■ **Dokumenttext**:
____________

Es muss nicht immer High-End sein – speziell für alle, die am liebsten täglich zum Spaß an der Freud’ laufen. In der Laufschuhklasse zwischen 120 und 160 Euro steckt viel Technik und Alltagstauglichkeit. Was man dort bekommt und wer dort fündig wird.
Wer läuferisch schon einige Jahrzehnte auf dem Buckel hat und gern frühmorgens seine Runden dreht, erkennt mit bloßem Auge: Der aktuelle Laufboom – oft als Laufboom 3.0 bezeichnet – ist keine Floskel. Er bringt vor allem viele junge Menschen auf die beliebten Laufstrecken in Stadt, Land und Bergen. Auch die Teilnehmerzahlen bei Events sprechen eine klare Sprache über die Beliebtheit der Sportart.
Die Gründe sind kein Geheimnis: keine Einstiegshürde, geringer Mitteleinsatz – großer Spaß, sobald etwas Grundkondition aufgebaut ist.
Bei einer Sache sollte man allerdings nicht sparen: dem passenden Schuhwerk. Genauer gesagt: ein Paar (oder besser mehrere zum Abwechseln), das zu den eigenen Bedürfnissen und den Füßen passt. Laufspaß und Gesundheit danken es.

____________

■ **Extrahierte Einträge**:

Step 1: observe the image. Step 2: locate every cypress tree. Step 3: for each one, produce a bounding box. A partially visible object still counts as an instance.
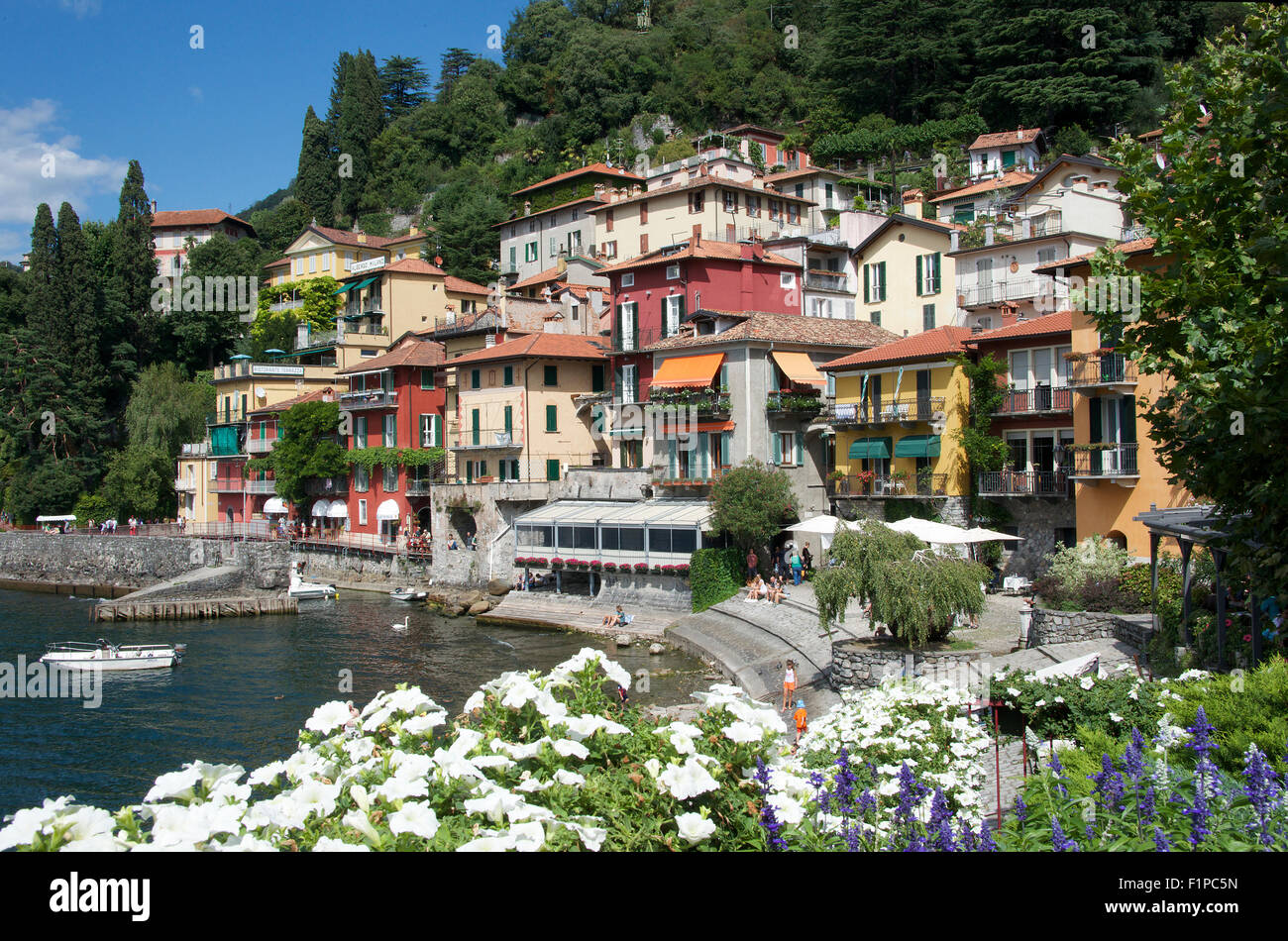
[295,104,340,225]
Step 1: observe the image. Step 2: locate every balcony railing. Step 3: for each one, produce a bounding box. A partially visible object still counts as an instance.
[993,386,1073,416]
[340,388,398,408]
[246,438,277,455]
[828,472,948,499]
[827,395,944,425]
[979,470,1069,497]
[1073,444,1140,477]
[1069,353,1136,388]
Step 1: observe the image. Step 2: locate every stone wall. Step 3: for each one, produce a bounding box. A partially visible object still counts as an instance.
[1020,607,1154,650]
[828,640,989,688]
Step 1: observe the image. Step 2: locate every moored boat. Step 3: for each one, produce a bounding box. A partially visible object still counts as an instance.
[40,637,188,670]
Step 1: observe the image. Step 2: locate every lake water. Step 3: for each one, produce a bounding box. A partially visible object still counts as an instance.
[0,591,704,819]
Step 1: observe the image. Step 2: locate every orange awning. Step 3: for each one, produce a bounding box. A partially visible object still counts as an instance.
[649,353,724,388]
[773,350,827,388]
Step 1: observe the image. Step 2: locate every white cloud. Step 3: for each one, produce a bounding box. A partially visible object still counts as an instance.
[0,99,129,235]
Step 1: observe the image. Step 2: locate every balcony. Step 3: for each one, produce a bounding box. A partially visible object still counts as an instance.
[1070,443,1140,480]
[993,386,1073,418]
[979,471,1069,498]
[827,395,944,426]
[1069,353,1136,391]
[827,471,948,499]
[765,392,824,416]
[340,388,398,409]
[246,438,277,455]
[805,271,851,293]
[451,427,523,453]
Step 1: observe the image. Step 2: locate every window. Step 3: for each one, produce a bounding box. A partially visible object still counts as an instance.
[863,261,886,304]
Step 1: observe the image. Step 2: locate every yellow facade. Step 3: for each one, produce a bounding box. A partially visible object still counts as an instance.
[854,216,957,336]
[833,361,970,497]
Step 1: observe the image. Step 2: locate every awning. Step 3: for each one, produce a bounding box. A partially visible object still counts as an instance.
[649,353,724,388]
[850,438,894,461]
[894,435,939,457]
[658,421,733,438]
[773,350,827,388]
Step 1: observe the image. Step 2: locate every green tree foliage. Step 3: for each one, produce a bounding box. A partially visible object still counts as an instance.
[711,457,800,555]
[294,104,340,224]
[1094,6,1288,594]
[125,363,215,457]
[246,401,349,506]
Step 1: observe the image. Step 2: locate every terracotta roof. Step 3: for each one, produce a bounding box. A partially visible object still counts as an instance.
[647,310,907,350]
[510,163,644,196]
[1033,236,1156,274]
[246,388,335,414]
[446,274,492,296]
[488,196,605,229]
[596,238,802,274]
[931,170,1034,202]
[587,176,818,212]
[450,334,606,366]
[819,327,971,370]
[966,128,1042,151]
[152,209,255,232]
[335,340,446,375]
[967,310,1073,344]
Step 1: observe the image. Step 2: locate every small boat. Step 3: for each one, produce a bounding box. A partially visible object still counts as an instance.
[40,637,188,670]
[286,568,336,598]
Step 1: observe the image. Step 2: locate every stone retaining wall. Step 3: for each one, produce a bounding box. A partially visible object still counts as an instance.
[828,640,988,688]
[1021,607,1154,650]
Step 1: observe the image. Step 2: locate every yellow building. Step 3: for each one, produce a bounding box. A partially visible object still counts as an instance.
[819,327,970,516]
[448,334,608,482]
[853,203,963,336]
[1038,238,1194,559]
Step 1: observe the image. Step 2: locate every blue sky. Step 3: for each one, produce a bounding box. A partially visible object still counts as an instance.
[0,0,525,261]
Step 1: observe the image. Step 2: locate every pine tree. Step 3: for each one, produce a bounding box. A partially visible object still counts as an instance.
[295,104,340,225]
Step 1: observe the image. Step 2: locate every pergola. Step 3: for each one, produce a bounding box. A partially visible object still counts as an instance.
[1134,503,1261,666]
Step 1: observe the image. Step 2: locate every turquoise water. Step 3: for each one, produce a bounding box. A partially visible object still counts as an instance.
[0,591,700,817]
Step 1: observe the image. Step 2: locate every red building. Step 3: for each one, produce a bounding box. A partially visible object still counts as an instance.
[596,236,802,426]
[329,334,447,542]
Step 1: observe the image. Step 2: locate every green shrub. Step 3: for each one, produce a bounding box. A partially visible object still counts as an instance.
[690,549,744,613]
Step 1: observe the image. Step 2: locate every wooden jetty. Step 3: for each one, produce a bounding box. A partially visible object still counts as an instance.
[89,597,300,620]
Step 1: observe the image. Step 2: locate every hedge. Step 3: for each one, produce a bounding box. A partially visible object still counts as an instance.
[690,549,743,613]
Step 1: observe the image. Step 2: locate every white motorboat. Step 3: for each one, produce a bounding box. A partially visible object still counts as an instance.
[286,566,336,598]
[40,637,188,670]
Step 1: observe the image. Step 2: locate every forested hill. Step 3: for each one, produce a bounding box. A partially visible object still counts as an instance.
[248,0,1244,279]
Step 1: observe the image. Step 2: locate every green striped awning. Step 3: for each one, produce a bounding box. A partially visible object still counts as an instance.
[850,438,892,461]
[894,435,939,457]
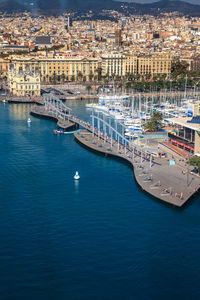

____________

■ **Aufgabe A**: Welche Gründe für die Beliebtheit des Laufens nennt der Text über Laufschuhe?
■ **Aufgabe B**: Gib aus dem Text über Laufschuhe den Abschnitt wortgetreu wieder, der mit den Worten „Es muss nicht“ einsetzt und mit „Grundkondition aufgebaut ist.“ schließt.

■ **Endgültige Antwort A**:
- keine Einstiegshürde
- geringer Mitteleinsatz
- großer Spaß, sobald etwas Grundkondition aufgebaut ist

■ **Endgültige Antwort B**:
Es muss nicht immer High-End sein – speziell für alle, die am liebsten täglich zum Spaß an der Freud’ laufen. In der Laufschuhklasse zwischen 120 und 160 Euro steckt viel Technik und Alltagstauglichkeit. Was man dort bekommt und wer dort fündig wird.
Wer läuferisch schon einige Jahrzehnte auf dem Buckel hat und gern frühmorgens seine Runden dreht, erkennt mit bloßem Auge: Der aktuelle Laufboom – oft als Laufboom 3.0 bezeichnet – ist keine Floskel. Er bringt vor allem viele junge Menschen auf die beliebten Laufstrecken in Stadt, Land und Bergen. Auch die Teilnehmerzahlen bei Events sprechen eine klare Sprache über die Beliebtheit der Sportart.
Die Gründe sind kein Geheimnis: keine Einstiegshürde, geringer Mitteleinsatz – großer Spaß, sobald etwas Grundkondition aufgebaut ist.